◆ TASKS TO CARRY OUT:
**a.** In the text on smartphone growth, in which country does the Android developer who runs the Blerg podcast live?
**b.** Reproduce the passage of the text on smartphone growth starting with "From dramatic a" and going on through "Europe is slowing.".

BEGIN TEXT SEGMENT

One sold well, the other not so much. Howcome? Photo by Janitors on Flickr.

The Blerg podcast, if you didn’t know, is run by Chris Lacy, an Android developer who lives in Australia. It’s terrific – Chris has a knack for finding people to chat to who really know their stuff.

Still, his run of good luck had to come to an end, so he got in touch with me to talk about my analysis from August: how in Q2 2015, premium Android hit the wall (while Apple kept on growing).

The podcast is now live. And here are some graphs that I cooked up to help the discussion. Feast your eyes on them as you listen.

First is the graph showing year-on-year growth in quarterly shipments for all smartphones. The figures are from IDC.

World smartphone growth, year-on-year

From dramatic a couple of years ago, it has gone to so-so.

As you can see, it used to be gigantic, but in the past few quarters it has slowed down considerably. Part of that is the shine coming off China, while India and Africa haven’t yet started contributing in significant numbers. The US is slowing, Europe is slowing.

But what has happened to the top-end smartphone makers relative to the growth of the rest of the market? Here’s what the spreadsheet looks like if you subtract their year-on-year shipment growth from that of the smartphone market. Basically, if the cell is red, then its shipments grew less than the market; if green, they grew more.

Ranking smartphone makers against the market

Relative to the overall market growth, which OEMs have thrived, and which haven’t?

You can also graph this. There’s more data for iPhones, which is why those go back further.

Long term OEM shipment growth v overall market

Not all data is available for all OEMs.

But let’s zero in on the more recent quarters. What this shows is that while all the “top-end Android” companies have decelerated, Apple has for the past three quarters – ie since the launch of the iPhone 6/Plus – been growing faster than the market.

Recent smartphone OEM growth v overall market

Remember, this is normalised against the growth of the whole market.

That to me suggests that any talk about a 4in “iPhone 6C” was dead in the water: what people want is bigger iPhone screens, and if people really want to have a 4in screen, then Apple is happy to sell them 2013’s iPhone 5S at a low, low price.

And then there’s Chris’s own data for one of his apps direct from the Google Play store.

Chris Lacy's snapshot of Action Launcher installs

Notice how few phones there are from 2015.


Look down the list, and what do you see? Most of the downloads come from phones which weren’t released this year.

What does that mean for the “premium” Android handset makers though? Chris and I work through this, including discussions about why there isn’t a 32GB iPhone 6/6S/Plus, where all the buyers have gone and what the future holds for people like Chris, who make paid-for apps that you’d expect “premium Android” buyers to be purchasing.

END TEXT SEGMENT
BEGIN SOURCE MATERIAL

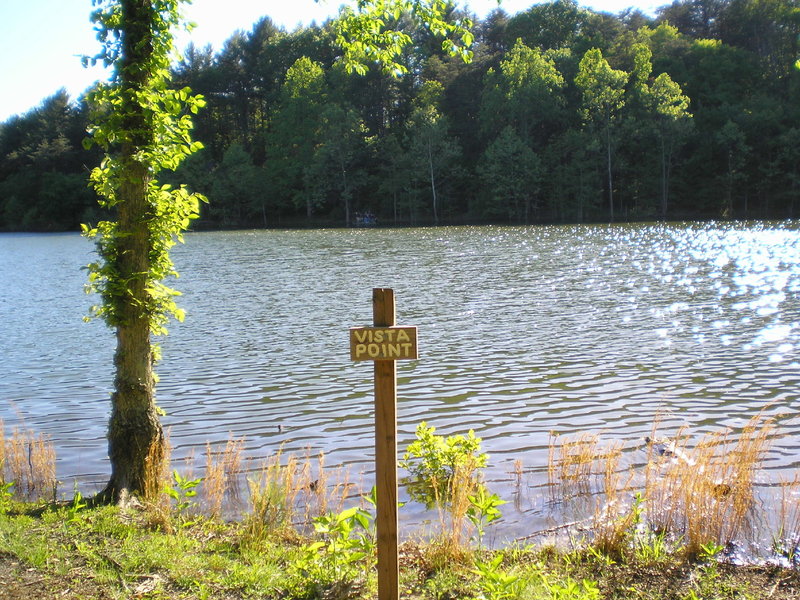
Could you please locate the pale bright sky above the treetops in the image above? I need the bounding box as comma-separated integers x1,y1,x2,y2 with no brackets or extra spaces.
0,0,669,122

END SOURCE MATERIAL

◆ SOLUTIONS TO THE PROBLEMS:
**a.** Australia

**b.**
From dramatic a couple of years ago, it has gone to so-so.

As you can see, it used to be gigantic, but in the past few quarters it has slowed down considerably. Part of that is the shine coming off China, while India and Africa haven’t yet started contributing in significant numbers. The US is slowing, Europe is slowing.